* Aim of the exercise
Print exactly what the entries say, line by line, from the first line down to the one with "x=214 y=213", inclusive.
START Extracted information
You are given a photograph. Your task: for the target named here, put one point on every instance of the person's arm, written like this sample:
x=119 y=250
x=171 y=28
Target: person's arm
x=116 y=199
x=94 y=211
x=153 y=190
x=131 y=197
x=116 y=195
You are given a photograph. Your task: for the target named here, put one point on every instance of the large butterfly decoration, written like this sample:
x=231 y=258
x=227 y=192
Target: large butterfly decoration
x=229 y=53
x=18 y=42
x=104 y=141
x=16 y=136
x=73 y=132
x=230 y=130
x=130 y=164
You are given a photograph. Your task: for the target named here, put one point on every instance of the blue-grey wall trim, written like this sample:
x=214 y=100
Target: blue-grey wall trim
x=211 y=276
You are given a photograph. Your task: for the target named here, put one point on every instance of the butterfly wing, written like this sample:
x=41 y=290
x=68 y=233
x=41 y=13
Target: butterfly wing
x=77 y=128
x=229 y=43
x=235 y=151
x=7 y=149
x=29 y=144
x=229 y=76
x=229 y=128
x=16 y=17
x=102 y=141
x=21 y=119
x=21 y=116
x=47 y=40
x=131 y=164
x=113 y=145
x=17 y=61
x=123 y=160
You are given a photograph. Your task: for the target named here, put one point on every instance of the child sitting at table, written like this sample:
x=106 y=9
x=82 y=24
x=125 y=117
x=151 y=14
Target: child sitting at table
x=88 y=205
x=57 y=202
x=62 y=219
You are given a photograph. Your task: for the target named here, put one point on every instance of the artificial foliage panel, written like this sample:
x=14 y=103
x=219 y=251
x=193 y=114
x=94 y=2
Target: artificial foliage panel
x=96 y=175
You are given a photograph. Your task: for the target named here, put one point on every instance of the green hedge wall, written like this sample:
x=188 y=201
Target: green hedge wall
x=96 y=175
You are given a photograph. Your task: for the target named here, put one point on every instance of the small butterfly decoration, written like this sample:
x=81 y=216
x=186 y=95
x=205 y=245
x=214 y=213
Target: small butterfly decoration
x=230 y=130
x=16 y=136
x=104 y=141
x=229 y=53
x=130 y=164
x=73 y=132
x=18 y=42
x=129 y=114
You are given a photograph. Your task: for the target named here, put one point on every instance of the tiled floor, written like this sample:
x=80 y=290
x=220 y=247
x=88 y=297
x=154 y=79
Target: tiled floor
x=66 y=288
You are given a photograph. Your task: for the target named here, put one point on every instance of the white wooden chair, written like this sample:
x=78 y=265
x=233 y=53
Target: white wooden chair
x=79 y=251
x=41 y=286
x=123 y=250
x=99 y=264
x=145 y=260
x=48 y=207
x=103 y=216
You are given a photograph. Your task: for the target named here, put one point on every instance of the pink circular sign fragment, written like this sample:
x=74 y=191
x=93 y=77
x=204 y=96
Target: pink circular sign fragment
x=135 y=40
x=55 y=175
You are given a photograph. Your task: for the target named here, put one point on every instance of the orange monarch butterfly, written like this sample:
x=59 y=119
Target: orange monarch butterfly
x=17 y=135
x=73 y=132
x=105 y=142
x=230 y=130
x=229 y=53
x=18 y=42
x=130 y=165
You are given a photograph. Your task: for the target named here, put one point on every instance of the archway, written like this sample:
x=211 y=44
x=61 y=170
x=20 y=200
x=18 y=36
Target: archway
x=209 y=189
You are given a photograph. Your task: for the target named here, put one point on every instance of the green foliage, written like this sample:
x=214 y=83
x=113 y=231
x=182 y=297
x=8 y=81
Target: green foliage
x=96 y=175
END Extracted information
* Answer section
You are given a photograph. Your task: for the target named here, put one point on every instance of the person's arm, written like this sample:
x=119 y=250
x=171 y=28
Target: person's arm
x=116 y=199
x=94 y=211
x=153 y=190
x=131 y=197
x=116 y=195
You are given a photograph. Your task: for the target named here, put one point on every instance of the large butterfly decoration, written like this sample:
x=231 y=258
x=227 y=192
Target: large butterfly decoration
x=229 y=53
x=18 y=42
x=104 y=141
x=16 y=136
x=73 y=132
x=230 y=130
x=130 y=164
You are given a photograph. Your task: for the target named here, put one point on every instance of the blue-grey wall trim, written like this sample:
x=214 y=100
Target: blue-grey wall trim
x=211 y=276
You are given a photograph. Your task: for the target named here, put one point on every instance of the butterfly wing, written like this sample:
x=41 y=290
x=68 y=233
x=41 y=13
Target: butterfly wing
x=77 y=128
x=229 y=43
x=235 y=151
x=7 y=149
x=29 y=144
x=229 y=76
x=229 y=128
x=16 y=17
x=102 y=141
x=21 y=119
x=21 y=116
x=47 y=40
x=131 y=164
x=113 y=145
x=17 y=61
x=123 y=160
You are given a photograph. Your task: for the target named here, put one point on every instance of the child sitting at table, written like this sample:
x=106 y=9
x=82 y=24
x=125 y=117
x=151 y=14
Target: child sitting at table
x=88 y=205
x=57 y=202
x=62 y=219
You are given a photograph. Your task: for the target named here, put one point on every instance of the artificial foliage panel, written like this sample:
x=14 y=103
x=219 y=251
x=193 y=114
x=94 y=2
Target: artificial foliage panel
x=96 y=175
You are given a photograph. Your task: for the target named here, put one point on every instance of the green hedge wall, written like this sample:
x=188 y=201
Target: green hedge wall
x=96 y=175
You are given a photograph. Your task: for the target named here, put one point on every instance of the small butterfly decoration, written like this sample:
x=81 y=216
x=186 y=95
x=205 y=245
x=214 y=213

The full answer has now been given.